Give back, word for word, everything in the material below from the line containing "Agricultural drone survey: scan the aerial photo for mirror." down to the line containing "824, 301, 989, 445", including both of those lines.
─── Entries
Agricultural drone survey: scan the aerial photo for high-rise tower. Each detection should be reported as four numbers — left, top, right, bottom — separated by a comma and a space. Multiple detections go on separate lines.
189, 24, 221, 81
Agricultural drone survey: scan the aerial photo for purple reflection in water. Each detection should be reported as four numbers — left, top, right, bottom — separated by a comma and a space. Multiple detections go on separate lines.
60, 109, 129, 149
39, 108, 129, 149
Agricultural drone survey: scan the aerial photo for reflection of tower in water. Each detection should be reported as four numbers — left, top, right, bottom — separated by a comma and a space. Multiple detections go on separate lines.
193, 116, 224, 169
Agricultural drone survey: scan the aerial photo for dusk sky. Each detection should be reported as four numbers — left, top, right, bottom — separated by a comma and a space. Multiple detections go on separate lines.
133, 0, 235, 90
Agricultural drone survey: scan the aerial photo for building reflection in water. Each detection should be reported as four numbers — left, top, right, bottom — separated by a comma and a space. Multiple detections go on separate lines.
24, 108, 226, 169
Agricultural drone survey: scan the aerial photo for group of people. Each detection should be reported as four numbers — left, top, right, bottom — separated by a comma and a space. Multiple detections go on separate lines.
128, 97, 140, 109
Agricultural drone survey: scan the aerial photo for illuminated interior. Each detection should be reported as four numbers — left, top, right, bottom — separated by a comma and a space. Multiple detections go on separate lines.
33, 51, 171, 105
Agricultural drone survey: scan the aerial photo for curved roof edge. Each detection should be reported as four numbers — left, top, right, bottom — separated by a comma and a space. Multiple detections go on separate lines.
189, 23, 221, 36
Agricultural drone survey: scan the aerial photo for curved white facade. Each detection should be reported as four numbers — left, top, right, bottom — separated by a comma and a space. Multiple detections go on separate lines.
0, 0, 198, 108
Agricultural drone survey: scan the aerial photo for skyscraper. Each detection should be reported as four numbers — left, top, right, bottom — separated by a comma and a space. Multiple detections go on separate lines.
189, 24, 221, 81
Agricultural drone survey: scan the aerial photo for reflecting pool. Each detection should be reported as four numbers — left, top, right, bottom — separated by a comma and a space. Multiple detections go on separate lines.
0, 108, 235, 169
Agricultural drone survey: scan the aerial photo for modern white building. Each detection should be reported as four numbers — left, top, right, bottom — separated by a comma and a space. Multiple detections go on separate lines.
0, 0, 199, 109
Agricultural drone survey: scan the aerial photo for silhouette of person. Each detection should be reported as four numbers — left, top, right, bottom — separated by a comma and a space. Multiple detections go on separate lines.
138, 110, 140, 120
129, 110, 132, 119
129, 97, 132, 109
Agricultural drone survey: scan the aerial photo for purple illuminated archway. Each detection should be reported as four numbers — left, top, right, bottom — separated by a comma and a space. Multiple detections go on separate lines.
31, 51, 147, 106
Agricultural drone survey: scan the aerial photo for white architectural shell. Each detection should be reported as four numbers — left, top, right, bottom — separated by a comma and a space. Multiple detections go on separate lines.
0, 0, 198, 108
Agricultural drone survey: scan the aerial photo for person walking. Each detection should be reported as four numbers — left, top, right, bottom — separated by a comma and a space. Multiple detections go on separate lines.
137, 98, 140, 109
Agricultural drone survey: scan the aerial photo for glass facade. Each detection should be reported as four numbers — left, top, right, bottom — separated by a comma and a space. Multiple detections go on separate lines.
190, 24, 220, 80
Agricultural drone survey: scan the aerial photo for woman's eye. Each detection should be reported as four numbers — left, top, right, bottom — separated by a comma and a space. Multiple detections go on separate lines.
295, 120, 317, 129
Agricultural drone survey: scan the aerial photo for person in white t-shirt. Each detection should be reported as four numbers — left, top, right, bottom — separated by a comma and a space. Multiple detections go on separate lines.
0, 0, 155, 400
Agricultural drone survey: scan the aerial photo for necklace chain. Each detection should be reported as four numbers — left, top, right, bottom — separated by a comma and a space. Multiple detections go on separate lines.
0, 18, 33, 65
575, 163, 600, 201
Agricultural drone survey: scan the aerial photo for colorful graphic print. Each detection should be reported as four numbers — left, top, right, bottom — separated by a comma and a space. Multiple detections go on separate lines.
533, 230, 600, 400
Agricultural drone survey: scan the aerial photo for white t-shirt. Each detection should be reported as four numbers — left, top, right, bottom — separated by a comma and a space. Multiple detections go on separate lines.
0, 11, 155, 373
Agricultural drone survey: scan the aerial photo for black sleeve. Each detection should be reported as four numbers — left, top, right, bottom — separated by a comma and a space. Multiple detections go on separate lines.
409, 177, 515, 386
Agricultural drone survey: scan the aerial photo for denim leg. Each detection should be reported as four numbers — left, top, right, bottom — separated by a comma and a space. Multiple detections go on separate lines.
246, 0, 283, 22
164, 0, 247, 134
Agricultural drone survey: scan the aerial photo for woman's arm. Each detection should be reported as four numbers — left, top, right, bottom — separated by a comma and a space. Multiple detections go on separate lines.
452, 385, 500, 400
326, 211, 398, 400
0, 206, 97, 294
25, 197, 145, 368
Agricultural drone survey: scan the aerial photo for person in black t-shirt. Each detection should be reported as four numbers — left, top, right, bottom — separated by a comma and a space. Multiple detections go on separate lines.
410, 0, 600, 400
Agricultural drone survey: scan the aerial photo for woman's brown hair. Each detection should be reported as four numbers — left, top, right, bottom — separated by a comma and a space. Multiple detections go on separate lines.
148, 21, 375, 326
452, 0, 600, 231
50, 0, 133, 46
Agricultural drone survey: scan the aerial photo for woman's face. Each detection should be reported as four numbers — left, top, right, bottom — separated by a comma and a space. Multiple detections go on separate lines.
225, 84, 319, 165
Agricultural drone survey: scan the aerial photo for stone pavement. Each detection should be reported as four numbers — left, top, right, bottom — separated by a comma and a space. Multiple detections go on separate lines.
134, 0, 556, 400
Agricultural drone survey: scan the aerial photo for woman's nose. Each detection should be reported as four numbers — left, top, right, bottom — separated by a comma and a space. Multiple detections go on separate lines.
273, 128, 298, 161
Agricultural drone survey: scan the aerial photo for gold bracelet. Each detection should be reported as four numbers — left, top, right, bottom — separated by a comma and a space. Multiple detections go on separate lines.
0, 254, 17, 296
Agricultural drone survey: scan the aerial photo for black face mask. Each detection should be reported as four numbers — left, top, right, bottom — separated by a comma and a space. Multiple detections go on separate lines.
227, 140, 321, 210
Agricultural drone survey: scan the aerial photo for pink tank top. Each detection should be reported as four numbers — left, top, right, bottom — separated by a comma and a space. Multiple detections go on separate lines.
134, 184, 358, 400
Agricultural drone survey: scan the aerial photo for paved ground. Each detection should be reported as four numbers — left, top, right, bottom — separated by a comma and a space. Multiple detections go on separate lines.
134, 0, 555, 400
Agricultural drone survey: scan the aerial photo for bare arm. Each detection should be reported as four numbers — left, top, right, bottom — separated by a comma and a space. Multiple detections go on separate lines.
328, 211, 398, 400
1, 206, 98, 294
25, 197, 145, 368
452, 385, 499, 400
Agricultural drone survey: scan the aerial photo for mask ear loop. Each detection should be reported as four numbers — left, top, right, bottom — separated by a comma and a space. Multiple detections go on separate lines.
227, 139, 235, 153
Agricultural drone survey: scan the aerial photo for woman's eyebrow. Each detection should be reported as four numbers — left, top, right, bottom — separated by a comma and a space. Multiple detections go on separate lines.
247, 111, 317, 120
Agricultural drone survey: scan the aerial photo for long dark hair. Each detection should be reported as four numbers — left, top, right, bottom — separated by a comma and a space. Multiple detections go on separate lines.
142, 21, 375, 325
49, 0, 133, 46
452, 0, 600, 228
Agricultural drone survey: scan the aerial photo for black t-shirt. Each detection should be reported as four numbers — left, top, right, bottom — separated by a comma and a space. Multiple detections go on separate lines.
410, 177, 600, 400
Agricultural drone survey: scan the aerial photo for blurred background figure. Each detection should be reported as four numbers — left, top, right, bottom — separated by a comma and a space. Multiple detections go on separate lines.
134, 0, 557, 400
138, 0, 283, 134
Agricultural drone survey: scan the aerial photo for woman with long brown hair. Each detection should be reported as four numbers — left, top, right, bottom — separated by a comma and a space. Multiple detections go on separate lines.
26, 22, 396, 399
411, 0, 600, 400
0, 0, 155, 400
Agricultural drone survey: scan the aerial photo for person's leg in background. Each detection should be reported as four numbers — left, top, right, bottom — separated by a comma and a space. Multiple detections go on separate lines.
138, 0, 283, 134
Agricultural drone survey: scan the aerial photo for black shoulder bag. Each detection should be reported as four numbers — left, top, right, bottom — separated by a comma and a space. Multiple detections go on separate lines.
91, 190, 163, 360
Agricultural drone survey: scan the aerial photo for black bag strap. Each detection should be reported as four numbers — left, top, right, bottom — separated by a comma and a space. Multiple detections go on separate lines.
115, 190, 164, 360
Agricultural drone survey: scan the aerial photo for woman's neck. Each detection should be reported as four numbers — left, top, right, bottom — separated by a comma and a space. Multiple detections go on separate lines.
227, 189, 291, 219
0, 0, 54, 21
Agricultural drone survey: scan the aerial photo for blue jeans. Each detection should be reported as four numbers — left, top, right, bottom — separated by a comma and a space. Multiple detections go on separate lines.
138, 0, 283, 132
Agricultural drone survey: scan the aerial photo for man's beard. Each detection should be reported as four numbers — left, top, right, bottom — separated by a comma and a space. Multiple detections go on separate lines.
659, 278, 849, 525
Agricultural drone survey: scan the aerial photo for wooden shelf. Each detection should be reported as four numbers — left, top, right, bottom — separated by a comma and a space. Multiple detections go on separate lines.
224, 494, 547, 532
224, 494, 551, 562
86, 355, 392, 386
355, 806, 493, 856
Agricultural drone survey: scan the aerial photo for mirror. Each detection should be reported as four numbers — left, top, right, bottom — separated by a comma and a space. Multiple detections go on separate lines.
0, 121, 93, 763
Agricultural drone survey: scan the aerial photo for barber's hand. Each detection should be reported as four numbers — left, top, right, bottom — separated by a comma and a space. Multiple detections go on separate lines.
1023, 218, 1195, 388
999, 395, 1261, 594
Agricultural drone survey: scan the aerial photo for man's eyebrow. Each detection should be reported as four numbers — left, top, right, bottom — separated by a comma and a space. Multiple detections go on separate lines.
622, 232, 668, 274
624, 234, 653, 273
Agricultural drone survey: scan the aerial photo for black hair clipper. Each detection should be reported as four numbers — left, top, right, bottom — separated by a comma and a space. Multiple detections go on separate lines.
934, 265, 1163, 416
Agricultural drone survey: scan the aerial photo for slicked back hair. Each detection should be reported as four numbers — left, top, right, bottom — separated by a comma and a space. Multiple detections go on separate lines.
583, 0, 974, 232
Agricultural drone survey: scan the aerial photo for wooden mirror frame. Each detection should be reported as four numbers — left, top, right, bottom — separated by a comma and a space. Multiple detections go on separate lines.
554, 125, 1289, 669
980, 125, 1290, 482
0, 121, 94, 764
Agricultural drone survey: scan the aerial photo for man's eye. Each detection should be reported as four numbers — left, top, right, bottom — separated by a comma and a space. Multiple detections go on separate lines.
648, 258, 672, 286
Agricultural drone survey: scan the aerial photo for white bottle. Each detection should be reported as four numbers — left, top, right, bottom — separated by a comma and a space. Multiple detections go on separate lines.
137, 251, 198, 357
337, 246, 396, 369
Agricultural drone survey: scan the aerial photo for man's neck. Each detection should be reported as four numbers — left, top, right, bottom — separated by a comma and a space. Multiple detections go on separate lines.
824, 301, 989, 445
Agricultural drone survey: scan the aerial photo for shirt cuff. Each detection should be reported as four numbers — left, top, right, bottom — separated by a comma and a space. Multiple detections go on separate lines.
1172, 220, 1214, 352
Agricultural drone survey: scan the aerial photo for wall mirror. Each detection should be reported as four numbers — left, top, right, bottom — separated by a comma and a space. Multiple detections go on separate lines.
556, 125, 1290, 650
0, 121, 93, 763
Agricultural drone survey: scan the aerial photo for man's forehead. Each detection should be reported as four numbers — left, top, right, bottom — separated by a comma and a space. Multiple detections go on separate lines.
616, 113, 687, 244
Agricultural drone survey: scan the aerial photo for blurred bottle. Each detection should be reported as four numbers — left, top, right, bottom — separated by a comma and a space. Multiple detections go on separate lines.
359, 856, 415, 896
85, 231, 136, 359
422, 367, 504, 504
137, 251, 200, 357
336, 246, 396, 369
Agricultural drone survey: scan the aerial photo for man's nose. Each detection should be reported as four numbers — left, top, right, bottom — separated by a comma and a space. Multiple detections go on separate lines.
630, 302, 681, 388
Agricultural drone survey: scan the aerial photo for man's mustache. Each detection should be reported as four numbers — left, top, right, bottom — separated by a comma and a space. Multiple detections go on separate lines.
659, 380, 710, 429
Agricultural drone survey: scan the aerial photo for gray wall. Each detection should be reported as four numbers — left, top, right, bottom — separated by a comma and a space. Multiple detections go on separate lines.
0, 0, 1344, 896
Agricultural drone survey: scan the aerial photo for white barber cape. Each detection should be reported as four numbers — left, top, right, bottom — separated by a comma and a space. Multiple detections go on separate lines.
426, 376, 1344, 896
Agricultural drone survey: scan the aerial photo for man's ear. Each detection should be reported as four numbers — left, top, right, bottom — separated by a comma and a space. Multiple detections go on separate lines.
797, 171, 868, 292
──────
[Task response]:
Agricultural drone survey: scan the aerial photo for mirror. Each detection should be reported as four numbers — left, top, right, bottom — separated by a comma and a space. Multiple detections go on separate lines.
0, 121, 93, 763
Agricultural drone survey: scan the aerial photo for barber's hand. Each detection should be reported as four numbers — left, top, right, bottom — separated by a comma and a space. Multiple detections go on separate lines.
1023, 218, 1195, 388
999, 395, 1261, 594
Agricultural drone survey: scan the aerial photo for man's eyebrow. Each detection should be reported as four numbers — left, top, right, bottom — separated by a comma and a space. Multiple detections go on separate lines.
622, 232, 668, 274
624, 234, 653, 273
Agricultural drone survey: scan the aerial photo for black hair clipper. Each detection should be reported as four numbers — left, top, right, bottom — separated by a comma and a space. Multiple detections go on separate lines.
934, 265, 1163, 416
Agricultural drone survey: scan the aerial photo for slicked back hair. Each detection should be reported as four numbers — left, top, right, bottom — separated by a comma and a space. Multiple detections go on separate lines.
583, 0, 974, 232
Agricultural drone survey: scan the aerial photo for wooden mirror frame. Each detection should be reported as four numbers — left, top, right, bottom — separated by a comma and a space. Multiple detections go on separate lines.
554, 125, 1289, 669
980, 125, 1290, 482
0, 121, 94, 764
Agricultural drone survey: scan the aerial photo for man's eye. Each detection should be reported as four numbers — left, top, right, bottom — separated by a comma and a space. Multiple detections go on separate lines.
648, 258, 672, 286
Agricultural drone survey: scan the aerial photo for white bottle. Each detection should be reported as four numbers — left, top, right, bottom — separated by a comma and a space. Multiple detections go on separate lines.
137, 251, 198, 357
337, 246, 396, 369
Agricultural drone survey: scan the aerial photo for man's neck. Each detection should be reported as four numbers — left, top, right, bottom — separated by a comma and a space. Multiple detections go on separate lines.
824, 301, 989, 445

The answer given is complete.